GOAL 1: Convert the rows starting with the line with "the weathered brick" and going on through the line with "the white cloud" into a JSON list of strings, one string per line, with blank lines dropped. Omit the pictures.

SUPPLIED PASSAGE:
····················
Context Navigation

Health an Monitoring of Server

Date	2012/03/26
Contact(s)	Jesse Eichar
Last edited
Status	committed
Assigned to release	2.8
Resources	R&D Camptocamp
Code	https://github.com/jesseeichar/geonetwork/tree/monitoring
Ticket	#846

Overview

Provide a system for monitoring the health of a Geonetwork instance as well as metrics for some important functions. Metrics will be made available via HTTP/JSON and JMX. A common useage would be to configure nagios or collectd to collect data from the Geonetwork service and warn administrators when system is becoming unstable.

Proposal Type

Type: Now Module
App: GeoNetwork
Module:

Voting History

None as yet

Motivations

At the moment one must make several calls to a Geonetwork instance to ensure that the important functions are running and even that could not detect spurious or difficult to detect instabilities of Geonetwork. It would be useful to have a consistent way to both register and view such important characteristics like database connection, errors encountered, corrupt index. Failed logins, etc...

Proposal

The Metrics library (http://metrics.codahale.com/) by Yammer has excellent support for monitoring the performance and health of a system. It provides a consistent API for developers to register some vital statistics of an application. For example in Geonetwork we might want to have a monitor system (like nagios or collectd) check the health of the system which would include checking the database connection, ability to open files, check the index, etc... In addition we might want to attach a Metrics appended to the logging to track the number of errors being logged and the monitor system would be able to warn of a potentially unstable system based on the number of errors being logged.
····················
TASK INPUTS:
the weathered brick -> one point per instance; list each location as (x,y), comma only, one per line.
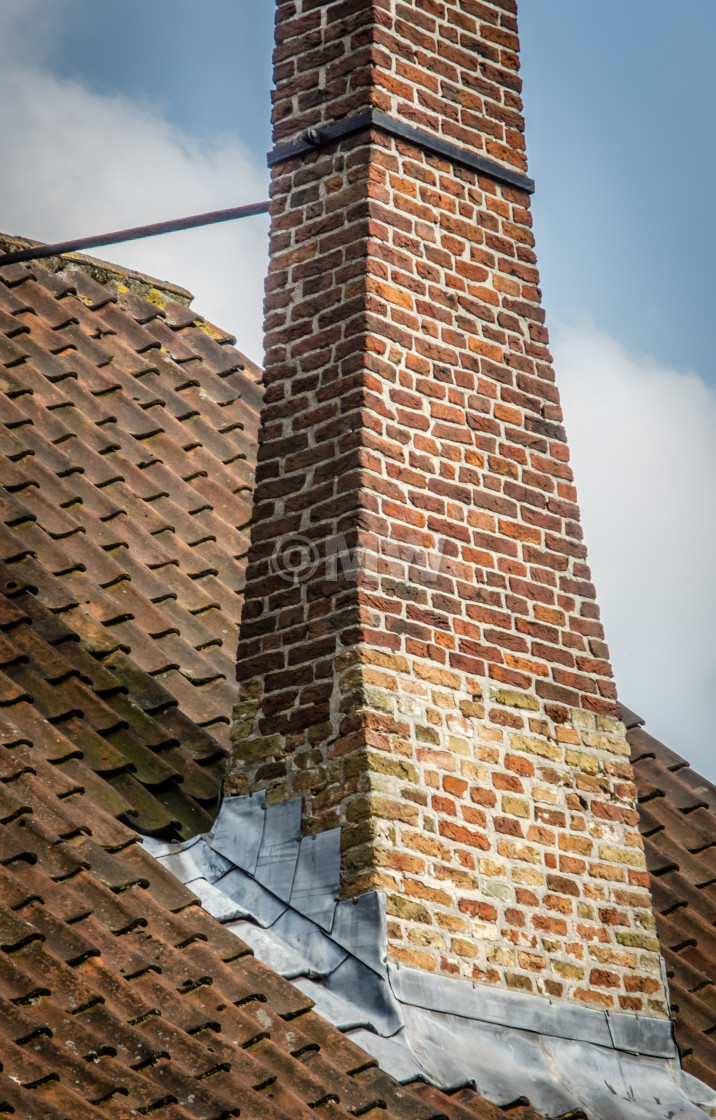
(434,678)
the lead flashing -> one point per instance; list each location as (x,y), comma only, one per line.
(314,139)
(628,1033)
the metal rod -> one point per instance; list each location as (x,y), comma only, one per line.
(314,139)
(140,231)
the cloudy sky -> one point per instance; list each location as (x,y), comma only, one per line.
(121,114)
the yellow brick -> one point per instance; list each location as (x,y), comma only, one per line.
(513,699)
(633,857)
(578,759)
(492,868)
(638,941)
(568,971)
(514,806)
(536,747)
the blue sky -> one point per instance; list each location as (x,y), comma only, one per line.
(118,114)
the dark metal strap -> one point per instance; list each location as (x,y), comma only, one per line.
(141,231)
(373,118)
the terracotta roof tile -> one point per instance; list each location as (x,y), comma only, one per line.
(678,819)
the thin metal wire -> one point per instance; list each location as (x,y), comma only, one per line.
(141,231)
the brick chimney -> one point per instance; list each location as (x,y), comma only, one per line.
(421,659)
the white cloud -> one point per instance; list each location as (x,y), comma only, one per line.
····················
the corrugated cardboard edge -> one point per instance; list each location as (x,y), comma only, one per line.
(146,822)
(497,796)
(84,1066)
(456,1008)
····················
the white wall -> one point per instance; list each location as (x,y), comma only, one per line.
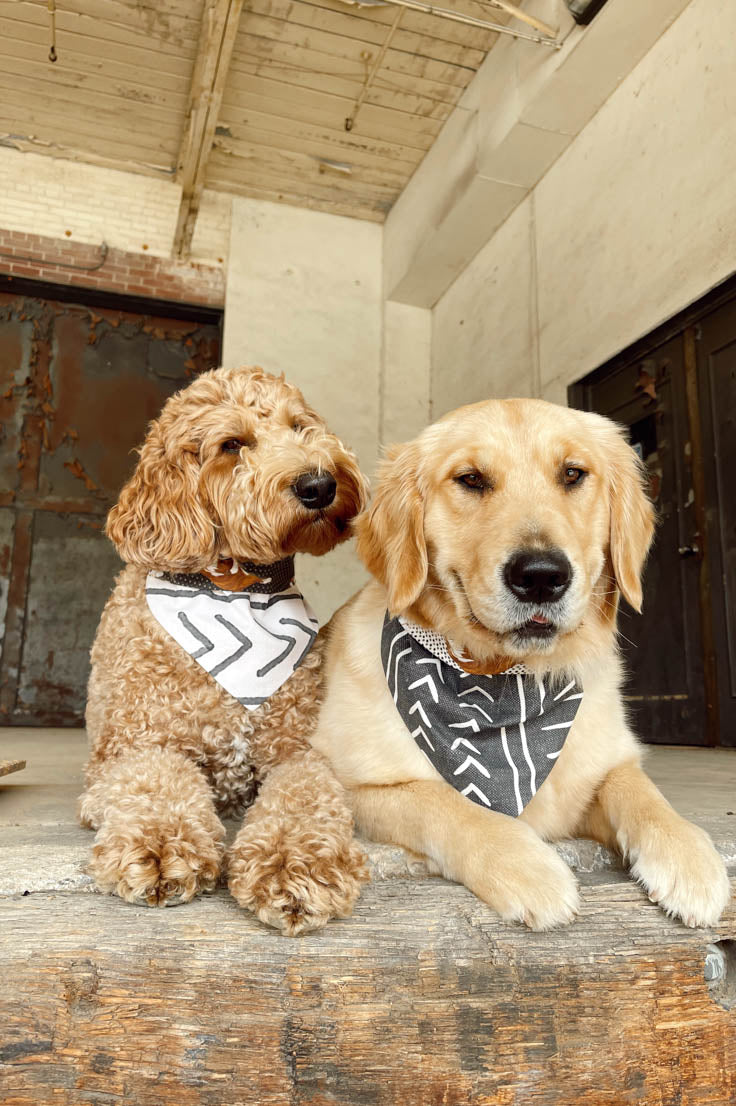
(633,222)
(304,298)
····················
GOAL 2: Rewrite the GeoNetwork monitoring proposal starting with "None as yet" and going on through "Failed logins, etc...", putting "network connection" in place of "database connection".

ANSWER 1:
[
  "the weathered brick -> one point per instance; list each location as (x,y), comma only, one per line.",
  "(434,678)",
  "the lead flashing -> one point per instance; list each location as (x,y), comma only, one per line.",
  "(314,139)",
  "(628,1033)",
  "the metal rod -> one point per instance; list each location as (x,y), comma only, one per line.",
  "(314,139)",
  "(140,231)",
  "the cloudy sky -> one point per instance; list each location as (x,y), comma only, one per line.",
  "(121,114)",
  "the yellow brick -> one point per instance; list each location as (x,y), comma only, one per line.",
  "(513,699)",
  "(633,857)",
  "(578,759)",
  "(492,868)",
  "(638,941)",
  "(568,971)",
  "(514,806)",
  "(536,747)",
  "the blue sky -> one point per instance; list each location as (x,y), comma only, one per line.",
  "(118,114)",
  "the dark metal strap -> one point per instance; list each location as (x,y), comma only, one per line.",
  "(141,231)",
  "(373,118)",
  "the terracotta roof tile -> one point per instance; list each location as (x,y), comma only, one per line.",
  "(678,819)",
  "the thin metal wire -> one point per instance; list each location as (x,y), comma only, one per line.",
  "(141,231)",
  "the brick chimney -> one point per instance; list each location as (x,y), comma only, one per line.",
  "(421,659)",
  "the white cloud -> one point per instance; list each location as (x,y), comma only, one per line."
]

ANSWER 2:
None as yet

Motivations

At the moment one must make several calls to a Geonetwork instance to ensure that the important functions are running and even that could not detect spurious or difficult to detect instabilities of Geonetwork. It would be useful to have a consistent way to both register and view such important characteristics like network connection, errors encountered, corrupt index. Failed logins, etc...